-- SELECTED EXCERPT follows --
Edge asks a question each year to prominent scientists and there question this year was "What have you changed your mind about and why?". Well, they didn't invite me to answer that question (not yet :-) , so I wont force my thoughts on the readers of this blog; but instead would like to highlight one of the answers (by Alison Gopnik).

She mentions that she though earlier that pretend play (and related to that the adult fiction reading/creation) was a spandrel and had no evolutionary significance. Now she thinks that the capacity for pretend play is necessary for imagination to develop whcih is necessary for creating new worlds. I, to say the least, am firmly entrenched in the view that treats pretend play as of fundamental importance to development and it is heartening to get support from a prominent psychologist.

I reproduce below the response of Alison in its entirety. (emphasis added by me)
-- SELECTED EXCERPT concluded --
-- DATA SUPPLIED follows --
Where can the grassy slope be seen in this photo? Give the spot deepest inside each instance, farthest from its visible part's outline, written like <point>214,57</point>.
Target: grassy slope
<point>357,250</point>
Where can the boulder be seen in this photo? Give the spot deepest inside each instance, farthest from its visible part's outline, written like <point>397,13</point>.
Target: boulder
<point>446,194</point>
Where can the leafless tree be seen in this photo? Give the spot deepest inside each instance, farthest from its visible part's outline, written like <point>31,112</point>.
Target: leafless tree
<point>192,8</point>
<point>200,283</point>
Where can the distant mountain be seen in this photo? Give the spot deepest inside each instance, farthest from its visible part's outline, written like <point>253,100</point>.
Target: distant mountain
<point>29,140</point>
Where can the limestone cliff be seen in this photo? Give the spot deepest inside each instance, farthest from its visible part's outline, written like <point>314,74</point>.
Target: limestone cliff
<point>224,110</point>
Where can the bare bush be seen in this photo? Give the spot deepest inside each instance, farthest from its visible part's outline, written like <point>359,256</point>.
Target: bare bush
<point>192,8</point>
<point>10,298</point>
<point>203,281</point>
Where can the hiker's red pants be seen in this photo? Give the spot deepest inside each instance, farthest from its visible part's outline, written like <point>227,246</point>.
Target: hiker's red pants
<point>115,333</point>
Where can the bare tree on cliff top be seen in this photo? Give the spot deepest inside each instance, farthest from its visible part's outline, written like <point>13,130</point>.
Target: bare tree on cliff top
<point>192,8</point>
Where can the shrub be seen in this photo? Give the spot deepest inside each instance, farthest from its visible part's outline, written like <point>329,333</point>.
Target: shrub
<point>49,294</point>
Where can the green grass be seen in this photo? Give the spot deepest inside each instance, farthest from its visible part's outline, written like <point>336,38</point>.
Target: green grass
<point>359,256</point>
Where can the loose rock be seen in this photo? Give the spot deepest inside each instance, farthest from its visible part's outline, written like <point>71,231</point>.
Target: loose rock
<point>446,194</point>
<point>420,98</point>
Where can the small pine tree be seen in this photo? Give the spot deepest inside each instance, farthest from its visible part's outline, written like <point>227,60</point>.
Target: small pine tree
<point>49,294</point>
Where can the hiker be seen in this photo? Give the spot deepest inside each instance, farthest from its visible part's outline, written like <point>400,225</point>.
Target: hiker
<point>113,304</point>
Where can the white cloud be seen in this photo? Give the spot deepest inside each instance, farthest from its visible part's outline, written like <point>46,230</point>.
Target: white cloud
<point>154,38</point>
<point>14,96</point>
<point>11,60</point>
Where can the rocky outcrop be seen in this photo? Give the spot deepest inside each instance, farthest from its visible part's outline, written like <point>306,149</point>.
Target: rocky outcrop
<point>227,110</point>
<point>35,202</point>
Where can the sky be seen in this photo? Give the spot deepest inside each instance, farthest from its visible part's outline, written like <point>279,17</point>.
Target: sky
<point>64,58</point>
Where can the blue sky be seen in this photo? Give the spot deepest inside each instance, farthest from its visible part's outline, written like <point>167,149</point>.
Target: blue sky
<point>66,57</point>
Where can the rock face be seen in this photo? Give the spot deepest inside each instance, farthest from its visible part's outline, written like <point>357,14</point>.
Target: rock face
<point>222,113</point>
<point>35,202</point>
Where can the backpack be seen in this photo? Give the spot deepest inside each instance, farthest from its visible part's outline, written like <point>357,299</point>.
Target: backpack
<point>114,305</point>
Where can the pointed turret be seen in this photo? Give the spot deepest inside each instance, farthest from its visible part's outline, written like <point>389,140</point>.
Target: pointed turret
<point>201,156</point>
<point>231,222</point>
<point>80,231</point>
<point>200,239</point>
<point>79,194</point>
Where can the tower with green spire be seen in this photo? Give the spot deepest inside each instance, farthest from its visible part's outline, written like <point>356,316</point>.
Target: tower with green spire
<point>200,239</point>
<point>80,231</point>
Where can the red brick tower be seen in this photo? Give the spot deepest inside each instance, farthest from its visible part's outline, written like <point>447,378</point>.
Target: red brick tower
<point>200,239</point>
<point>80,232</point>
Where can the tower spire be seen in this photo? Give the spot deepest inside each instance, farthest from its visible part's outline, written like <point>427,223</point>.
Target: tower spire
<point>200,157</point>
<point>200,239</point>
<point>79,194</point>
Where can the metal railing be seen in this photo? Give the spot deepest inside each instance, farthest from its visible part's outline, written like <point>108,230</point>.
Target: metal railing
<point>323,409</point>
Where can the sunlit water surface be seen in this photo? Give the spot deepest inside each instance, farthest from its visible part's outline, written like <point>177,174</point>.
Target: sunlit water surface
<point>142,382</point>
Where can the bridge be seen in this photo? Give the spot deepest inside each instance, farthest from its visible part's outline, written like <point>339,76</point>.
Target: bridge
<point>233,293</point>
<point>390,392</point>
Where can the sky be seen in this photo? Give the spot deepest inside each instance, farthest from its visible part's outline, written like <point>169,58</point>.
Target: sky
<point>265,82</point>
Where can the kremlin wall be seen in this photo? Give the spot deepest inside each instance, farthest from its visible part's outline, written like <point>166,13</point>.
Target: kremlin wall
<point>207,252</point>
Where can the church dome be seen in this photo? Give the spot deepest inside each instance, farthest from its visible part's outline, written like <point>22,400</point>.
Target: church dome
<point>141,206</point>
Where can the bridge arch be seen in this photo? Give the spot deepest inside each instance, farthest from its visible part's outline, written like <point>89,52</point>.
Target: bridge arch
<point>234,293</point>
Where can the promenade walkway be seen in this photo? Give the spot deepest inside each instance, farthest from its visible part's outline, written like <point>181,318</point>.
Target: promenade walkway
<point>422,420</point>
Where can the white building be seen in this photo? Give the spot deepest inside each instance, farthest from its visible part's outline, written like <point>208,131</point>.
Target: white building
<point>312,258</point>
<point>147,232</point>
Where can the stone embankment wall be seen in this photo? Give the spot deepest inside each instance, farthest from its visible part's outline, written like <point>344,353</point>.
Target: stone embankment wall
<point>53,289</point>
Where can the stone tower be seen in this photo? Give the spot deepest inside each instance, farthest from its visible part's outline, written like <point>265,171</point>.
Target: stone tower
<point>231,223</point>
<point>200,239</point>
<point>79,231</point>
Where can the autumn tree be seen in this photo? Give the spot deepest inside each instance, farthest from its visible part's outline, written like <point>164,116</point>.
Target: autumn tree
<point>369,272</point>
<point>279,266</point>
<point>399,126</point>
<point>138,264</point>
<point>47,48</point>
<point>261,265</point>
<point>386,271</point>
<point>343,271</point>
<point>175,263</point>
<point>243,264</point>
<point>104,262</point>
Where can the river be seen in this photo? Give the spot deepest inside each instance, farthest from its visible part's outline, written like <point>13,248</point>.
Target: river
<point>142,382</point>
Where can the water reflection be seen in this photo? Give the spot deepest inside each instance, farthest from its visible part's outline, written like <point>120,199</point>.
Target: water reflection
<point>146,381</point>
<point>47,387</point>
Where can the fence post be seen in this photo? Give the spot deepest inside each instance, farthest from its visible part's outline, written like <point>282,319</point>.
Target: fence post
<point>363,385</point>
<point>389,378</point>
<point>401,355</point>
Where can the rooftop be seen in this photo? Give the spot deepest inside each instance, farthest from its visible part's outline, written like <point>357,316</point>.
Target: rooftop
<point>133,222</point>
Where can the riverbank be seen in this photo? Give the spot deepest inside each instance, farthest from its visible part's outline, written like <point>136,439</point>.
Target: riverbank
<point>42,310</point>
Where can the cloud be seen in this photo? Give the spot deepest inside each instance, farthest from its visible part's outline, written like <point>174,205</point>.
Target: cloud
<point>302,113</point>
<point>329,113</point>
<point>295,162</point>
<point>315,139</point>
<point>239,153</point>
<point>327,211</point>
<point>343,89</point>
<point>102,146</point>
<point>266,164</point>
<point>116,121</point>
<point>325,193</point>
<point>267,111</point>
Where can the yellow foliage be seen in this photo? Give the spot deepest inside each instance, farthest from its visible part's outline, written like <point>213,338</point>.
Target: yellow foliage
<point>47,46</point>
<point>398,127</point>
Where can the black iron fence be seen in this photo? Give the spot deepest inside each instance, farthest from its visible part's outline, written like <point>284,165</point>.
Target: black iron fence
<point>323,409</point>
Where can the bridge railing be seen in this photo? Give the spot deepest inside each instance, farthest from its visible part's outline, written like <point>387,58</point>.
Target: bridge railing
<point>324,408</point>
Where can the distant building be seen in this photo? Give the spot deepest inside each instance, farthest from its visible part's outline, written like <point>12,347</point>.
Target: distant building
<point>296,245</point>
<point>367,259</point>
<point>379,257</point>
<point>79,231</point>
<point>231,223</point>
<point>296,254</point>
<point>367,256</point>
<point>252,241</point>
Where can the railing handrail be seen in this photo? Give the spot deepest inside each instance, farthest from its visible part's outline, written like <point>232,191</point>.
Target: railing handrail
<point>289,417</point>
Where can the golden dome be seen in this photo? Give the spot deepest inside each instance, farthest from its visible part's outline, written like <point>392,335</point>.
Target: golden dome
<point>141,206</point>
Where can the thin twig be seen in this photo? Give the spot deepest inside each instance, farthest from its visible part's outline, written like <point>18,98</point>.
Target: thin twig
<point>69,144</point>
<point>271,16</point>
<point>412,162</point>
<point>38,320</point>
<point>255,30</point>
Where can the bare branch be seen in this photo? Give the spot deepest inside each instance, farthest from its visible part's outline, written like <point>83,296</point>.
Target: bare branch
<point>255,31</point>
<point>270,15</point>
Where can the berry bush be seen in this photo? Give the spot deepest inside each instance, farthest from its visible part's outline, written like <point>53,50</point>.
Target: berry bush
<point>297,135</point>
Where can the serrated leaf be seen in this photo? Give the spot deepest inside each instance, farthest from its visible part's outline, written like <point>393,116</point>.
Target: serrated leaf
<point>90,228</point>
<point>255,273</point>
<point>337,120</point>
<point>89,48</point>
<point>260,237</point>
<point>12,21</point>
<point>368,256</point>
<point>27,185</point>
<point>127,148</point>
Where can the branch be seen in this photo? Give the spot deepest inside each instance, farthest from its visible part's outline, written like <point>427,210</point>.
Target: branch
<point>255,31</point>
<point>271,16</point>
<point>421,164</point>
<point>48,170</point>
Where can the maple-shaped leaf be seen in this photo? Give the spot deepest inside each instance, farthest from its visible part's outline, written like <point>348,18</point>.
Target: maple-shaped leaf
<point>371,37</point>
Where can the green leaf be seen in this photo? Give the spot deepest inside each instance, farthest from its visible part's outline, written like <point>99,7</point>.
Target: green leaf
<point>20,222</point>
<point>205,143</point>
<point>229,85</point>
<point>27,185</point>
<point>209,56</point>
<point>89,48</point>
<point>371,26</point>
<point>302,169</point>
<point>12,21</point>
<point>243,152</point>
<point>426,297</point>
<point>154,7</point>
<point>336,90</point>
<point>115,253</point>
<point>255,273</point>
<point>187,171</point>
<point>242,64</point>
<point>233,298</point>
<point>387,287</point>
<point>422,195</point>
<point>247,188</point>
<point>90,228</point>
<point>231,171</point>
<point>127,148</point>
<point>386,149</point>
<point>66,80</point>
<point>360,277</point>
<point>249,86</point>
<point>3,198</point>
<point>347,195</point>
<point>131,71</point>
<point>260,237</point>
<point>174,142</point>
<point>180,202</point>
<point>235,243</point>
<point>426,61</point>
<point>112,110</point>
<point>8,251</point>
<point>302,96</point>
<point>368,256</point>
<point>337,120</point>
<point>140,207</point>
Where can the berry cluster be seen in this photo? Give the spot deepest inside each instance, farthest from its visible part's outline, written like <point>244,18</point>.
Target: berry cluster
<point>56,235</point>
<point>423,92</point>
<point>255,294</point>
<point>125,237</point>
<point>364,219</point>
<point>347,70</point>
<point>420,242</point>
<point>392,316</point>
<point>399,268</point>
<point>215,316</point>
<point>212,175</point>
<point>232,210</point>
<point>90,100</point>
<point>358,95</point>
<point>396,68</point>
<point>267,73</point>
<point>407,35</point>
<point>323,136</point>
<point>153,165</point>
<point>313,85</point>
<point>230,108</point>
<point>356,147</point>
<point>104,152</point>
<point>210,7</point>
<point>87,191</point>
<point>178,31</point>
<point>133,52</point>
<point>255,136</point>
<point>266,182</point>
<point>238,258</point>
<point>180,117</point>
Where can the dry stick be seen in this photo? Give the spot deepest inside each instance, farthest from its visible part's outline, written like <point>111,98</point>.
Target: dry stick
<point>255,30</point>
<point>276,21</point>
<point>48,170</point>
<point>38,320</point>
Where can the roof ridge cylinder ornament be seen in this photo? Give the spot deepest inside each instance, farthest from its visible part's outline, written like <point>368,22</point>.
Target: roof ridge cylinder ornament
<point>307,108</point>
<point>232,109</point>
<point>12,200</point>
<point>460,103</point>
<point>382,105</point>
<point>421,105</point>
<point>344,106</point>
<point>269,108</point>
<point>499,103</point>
-- DATA SUPPLIED concluded --
*ACTIVITY 1*.
Repeat word for word the part of the blog post about pretend play that begins at the words "Edge asks a" and stops after the words "(by Alison Gopnik).".
*ACTIVITY 2*.
In the blog post about pretend play, whose answer to the Edge question does the writer choose to highlight?

*ANSWER AREA 1*.
Edge asks a question each year to prominent scientists and there question this year was "What have you changed your mind about and why?". Well, they didn't invite me to answer that question (not yet :-) , so I wont force my thoughts on the readers of this blog; but instead would like to highlight one of the answers (by Alison Gopnik).

*ANSWER AREA 2*.
Alison Gopnik's.